Goal - Express the lines starting at the one containing "Where can the tall" and ending at the one containing "[1324, 473]" as a JSON list of strings, one string per line, with blank lines left out.

Entries from a pointing dataset -
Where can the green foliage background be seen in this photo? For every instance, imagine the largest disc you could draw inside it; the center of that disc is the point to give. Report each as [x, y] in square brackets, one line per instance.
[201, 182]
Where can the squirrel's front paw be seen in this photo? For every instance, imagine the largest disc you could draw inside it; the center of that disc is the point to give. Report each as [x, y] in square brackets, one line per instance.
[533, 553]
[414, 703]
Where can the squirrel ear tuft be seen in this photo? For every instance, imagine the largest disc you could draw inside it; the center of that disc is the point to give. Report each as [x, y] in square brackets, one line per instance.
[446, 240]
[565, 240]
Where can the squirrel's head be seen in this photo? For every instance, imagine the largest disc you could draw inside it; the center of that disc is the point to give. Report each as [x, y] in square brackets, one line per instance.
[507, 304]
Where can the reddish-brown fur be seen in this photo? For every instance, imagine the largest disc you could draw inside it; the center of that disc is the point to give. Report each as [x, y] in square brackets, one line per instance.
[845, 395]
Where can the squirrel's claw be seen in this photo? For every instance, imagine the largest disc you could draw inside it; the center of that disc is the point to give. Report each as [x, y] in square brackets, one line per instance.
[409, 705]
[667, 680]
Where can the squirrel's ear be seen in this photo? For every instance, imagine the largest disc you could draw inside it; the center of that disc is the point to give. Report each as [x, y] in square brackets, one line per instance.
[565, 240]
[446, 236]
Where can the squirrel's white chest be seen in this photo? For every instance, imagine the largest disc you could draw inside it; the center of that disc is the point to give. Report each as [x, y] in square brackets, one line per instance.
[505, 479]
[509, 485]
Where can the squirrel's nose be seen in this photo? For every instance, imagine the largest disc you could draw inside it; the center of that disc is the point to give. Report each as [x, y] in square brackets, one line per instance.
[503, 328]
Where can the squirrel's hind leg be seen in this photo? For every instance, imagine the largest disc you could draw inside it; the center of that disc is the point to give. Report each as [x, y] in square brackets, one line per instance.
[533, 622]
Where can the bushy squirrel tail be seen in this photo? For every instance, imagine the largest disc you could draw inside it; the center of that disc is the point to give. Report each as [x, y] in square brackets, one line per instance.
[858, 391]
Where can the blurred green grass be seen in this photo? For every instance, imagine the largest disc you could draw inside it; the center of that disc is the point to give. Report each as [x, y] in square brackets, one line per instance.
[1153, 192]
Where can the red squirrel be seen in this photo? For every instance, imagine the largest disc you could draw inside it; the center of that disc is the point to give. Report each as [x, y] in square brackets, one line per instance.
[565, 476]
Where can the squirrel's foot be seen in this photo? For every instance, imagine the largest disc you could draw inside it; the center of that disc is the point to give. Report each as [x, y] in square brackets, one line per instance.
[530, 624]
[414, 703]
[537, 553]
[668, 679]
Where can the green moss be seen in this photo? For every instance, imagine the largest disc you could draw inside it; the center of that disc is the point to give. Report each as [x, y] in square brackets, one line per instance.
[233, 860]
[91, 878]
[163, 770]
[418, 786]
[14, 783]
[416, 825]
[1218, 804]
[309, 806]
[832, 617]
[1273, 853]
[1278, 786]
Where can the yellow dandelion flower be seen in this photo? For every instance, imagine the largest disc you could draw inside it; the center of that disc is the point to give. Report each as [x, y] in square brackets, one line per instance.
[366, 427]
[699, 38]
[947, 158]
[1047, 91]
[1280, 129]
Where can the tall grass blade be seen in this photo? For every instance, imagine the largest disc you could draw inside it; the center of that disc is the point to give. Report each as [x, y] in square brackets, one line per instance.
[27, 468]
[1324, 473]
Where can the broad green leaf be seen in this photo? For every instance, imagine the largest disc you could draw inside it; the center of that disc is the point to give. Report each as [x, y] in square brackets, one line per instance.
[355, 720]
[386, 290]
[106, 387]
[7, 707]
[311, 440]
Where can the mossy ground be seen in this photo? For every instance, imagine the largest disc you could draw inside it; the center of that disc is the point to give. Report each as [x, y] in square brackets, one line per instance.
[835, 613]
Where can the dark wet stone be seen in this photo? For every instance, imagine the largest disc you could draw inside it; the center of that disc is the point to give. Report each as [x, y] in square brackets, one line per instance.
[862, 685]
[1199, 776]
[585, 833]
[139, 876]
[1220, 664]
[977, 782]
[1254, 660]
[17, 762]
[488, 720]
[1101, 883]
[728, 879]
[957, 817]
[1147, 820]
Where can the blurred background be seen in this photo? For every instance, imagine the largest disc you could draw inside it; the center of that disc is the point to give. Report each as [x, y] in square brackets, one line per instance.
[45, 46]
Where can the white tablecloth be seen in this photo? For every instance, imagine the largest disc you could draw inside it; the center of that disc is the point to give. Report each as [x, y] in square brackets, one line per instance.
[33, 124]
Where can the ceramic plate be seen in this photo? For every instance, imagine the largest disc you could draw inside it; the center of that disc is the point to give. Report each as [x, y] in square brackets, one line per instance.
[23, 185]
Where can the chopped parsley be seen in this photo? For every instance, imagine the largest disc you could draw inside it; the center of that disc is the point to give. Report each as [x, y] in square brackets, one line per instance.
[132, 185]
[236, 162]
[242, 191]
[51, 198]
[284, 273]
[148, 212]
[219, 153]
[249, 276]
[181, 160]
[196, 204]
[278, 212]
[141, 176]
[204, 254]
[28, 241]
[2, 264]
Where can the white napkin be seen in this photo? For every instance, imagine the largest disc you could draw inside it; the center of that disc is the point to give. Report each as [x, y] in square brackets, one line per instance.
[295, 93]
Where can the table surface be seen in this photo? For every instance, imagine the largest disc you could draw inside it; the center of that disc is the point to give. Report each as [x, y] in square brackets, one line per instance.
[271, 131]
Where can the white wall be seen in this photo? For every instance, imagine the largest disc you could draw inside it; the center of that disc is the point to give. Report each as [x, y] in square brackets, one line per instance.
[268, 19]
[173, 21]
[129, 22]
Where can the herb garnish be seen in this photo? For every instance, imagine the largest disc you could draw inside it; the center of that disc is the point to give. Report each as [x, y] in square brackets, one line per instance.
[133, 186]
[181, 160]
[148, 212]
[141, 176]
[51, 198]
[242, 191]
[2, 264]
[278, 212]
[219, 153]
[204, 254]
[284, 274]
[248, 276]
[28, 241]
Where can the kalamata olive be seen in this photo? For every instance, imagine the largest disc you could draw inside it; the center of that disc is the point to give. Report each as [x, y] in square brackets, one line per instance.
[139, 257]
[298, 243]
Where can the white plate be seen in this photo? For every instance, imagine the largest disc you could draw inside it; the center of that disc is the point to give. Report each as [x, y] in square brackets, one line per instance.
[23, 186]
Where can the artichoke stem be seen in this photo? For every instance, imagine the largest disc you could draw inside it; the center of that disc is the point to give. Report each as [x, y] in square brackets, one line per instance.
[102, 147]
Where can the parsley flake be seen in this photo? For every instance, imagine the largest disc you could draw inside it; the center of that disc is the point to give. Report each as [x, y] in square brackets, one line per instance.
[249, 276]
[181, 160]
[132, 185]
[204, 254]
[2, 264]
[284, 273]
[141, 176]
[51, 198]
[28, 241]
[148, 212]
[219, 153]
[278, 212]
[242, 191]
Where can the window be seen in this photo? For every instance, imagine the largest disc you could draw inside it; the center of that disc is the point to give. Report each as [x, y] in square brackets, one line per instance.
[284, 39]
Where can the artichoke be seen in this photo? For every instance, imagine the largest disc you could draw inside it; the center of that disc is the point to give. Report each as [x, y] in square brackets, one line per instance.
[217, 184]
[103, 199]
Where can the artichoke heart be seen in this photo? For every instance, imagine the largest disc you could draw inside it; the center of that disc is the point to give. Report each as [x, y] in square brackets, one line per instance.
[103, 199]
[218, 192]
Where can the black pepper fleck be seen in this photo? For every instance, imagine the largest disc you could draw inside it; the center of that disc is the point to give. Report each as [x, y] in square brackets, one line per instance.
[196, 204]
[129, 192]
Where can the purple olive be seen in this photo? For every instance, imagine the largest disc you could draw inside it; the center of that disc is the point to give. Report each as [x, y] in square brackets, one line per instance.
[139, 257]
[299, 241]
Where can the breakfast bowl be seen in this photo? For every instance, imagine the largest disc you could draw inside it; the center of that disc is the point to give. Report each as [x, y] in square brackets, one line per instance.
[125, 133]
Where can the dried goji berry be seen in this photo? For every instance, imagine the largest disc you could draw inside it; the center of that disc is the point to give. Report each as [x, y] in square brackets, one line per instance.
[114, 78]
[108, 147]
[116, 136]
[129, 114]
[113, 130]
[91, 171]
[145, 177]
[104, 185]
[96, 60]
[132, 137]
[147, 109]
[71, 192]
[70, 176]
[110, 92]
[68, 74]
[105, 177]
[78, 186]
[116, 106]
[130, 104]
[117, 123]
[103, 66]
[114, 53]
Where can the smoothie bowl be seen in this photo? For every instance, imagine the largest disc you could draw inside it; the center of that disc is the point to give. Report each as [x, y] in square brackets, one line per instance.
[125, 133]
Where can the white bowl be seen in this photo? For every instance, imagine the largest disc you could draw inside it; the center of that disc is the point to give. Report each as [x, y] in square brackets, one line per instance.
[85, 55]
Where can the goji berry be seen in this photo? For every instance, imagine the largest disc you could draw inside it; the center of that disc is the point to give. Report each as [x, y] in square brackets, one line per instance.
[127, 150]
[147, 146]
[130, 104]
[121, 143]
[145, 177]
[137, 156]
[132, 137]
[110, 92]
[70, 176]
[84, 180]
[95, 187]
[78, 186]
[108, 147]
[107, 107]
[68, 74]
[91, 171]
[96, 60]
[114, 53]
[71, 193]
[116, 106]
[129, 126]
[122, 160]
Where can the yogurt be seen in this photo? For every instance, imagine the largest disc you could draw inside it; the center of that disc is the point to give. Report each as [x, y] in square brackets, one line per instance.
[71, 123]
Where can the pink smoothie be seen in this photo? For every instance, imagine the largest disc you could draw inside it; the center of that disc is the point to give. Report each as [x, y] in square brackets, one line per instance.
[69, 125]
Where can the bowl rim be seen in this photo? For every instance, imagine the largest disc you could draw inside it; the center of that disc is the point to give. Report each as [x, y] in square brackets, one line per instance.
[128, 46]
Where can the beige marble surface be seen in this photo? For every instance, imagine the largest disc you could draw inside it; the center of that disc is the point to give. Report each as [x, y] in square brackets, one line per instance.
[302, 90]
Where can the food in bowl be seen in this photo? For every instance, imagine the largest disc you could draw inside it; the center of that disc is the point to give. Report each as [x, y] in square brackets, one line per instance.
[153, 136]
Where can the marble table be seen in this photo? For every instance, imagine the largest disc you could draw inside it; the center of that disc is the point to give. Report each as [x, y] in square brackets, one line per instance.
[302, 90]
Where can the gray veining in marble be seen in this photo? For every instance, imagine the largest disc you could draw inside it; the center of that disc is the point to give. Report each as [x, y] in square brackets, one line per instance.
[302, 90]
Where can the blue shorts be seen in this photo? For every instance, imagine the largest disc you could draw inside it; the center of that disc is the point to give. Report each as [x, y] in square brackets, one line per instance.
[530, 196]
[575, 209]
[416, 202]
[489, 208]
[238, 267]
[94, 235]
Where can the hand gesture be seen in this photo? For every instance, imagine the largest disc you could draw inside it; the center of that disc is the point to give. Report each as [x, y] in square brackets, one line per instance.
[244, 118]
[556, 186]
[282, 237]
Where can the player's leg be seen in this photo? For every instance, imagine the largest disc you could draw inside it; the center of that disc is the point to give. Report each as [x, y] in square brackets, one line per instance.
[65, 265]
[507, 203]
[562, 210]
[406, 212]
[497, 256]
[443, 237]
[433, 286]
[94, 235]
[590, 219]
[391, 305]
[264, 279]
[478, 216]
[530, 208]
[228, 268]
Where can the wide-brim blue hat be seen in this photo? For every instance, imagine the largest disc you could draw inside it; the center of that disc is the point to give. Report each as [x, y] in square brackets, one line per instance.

Result -
[
  "Where can the tall grass blade be seen in this photo? For every instance, imagine the largest disc you could draw inside it; the center of that disc is the point to give. Report each as [x, y] in square brackets, one line per instance.",
  "[27, 468]",
  "[1324, 473]"
]